From the records below, please repeat exactly the line that has "[locate] wide-brim hat", the line that has "[locate] green foliage", and every line between them, and nothing else.

Entries taken from a collection:
= = = = = = =

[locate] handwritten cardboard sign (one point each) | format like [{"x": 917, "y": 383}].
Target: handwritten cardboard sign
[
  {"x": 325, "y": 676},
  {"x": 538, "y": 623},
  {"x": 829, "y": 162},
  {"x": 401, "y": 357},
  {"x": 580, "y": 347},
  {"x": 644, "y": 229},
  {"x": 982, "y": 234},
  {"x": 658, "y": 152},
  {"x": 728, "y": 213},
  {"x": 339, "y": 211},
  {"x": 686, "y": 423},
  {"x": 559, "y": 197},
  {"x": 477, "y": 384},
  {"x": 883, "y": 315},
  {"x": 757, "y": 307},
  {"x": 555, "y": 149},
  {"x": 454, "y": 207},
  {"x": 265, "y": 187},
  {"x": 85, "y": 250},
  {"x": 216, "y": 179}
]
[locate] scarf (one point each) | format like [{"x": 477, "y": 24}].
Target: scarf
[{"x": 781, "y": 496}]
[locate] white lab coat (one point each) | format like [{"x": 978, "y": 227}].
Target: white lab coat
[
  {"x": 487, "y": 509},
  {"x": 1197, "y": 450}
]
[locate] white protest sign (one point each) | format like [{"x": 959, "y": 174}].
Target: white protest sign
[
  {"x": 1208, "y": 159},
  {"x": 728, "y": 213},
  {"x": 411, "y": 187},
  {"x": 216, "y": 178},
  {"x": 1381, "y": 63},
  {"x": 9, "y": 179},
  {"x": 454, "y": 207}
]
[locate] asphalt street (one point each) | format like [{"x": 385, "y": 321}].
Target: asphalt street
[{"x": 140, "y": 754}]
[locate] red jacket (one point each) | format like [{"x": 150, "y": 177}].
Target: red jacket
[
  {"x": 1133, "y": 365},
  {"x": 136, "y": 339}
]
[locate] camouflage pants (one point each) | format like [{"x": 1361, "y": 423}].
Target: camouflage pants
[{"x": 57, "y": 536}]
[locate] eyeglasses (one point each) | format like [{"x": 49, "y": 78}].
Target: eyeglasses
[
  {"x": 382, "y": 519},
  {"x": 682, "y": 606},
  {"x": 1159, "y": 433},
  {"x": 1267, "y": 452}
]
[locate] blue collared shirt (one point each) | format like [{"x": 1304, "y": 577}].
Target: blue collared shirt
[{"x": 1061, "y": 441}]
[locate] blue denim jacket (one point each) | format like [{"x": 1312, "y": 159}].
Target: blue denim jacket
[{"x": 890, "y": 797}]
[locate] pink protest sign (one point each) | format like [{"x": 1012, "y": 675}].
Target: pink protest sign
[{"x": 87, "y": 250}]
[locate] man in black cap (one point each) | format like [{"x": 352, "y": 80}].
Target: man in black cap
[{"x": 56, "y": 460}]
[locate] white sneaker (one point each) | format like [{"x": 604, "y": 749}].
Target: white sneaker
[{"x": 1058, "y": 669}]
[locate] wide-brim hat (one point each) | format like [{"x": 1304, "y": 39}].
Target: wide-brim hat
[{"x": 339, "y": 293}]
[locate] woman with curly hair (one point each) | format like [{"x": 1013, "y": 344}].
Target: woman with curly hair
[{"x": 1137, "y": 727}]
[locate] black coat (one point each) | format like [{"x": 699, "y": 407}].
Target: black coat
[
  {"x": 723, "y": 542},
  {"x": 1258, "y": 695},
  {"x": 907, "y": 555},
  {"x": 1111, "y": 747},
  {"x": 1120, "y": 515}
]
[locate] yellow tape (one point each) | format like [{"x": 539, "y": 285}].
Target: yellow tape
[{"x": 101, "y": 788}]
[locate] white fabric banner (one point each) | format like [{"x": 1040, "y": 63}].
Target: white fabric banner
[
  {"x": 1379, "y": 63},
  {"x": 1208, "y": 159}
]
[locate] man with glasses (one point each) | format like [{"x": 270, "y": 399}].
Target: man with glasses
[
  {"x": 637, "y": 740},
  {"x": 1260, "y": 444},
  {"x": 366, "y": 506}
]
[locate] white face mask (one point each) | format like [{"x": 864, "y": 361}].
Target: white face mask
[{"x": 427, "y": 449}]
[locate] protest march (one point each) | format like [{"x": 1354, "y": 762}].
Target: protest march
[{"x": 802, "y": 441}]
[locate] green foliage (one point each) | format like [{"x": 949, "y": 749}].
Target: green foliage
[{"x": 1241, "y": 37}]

= = = = = = =

## Solution to this task
[locate] wide-brim hat (one point each) | format like [{"x": 1304, "y": 39}].
Target: wide-brim hat
[{"x": 339, "y": 293}]
[locate] woman with curly hair (one point each) | format like [{"x": 1013, "y": 344}].
Target: woman with curly hair
[{"x": 1137, "y": 727}]
[locate] black coat (one point each) | format like [{"x": 699, "y": 407}].
Target: black coat
[
  {"x": 723, "y": 542},
  {"x": 1258, "y": 695},
  {"x": 907, "y": 555},
  {"x": 1111, "y": 747},
  {"x": 1120, "y": 515}
]
[locate] yellow tape (one point each) | format like [{"x": 539, "y": 285}].
Target: yellow tape
[{"x": 101, "y": 788}]
[locate] white fabric banner (one point each) | format like [{"x": 1040, "y": 63}].
Target: white fabric banner
[
  {"x": 1379, "y": 63},
  {"x": 1208, "y": 159}
]
[locate] man with glasses (one point each) | format like [{"x": 270, "y": 399}].
Target: man with glasses
[
  {"x": 637, "y": 740},
  {"x": 1260, "y": 444},
  {"x": 366, "y": 506}
]
[locate] white face mask (one point each) | format like [{"x": 864, "y": 361}].
Target: white face mask
[{"x": 427, "y": 449}]
[locate] protest march (one point each) | format like [{"x": 1354, "y": 762}].
Target: protest march
[{"x": 802, "y": 441}]
[locate] green foliage (one point each) | format like [{"x": 949, "y": 749}].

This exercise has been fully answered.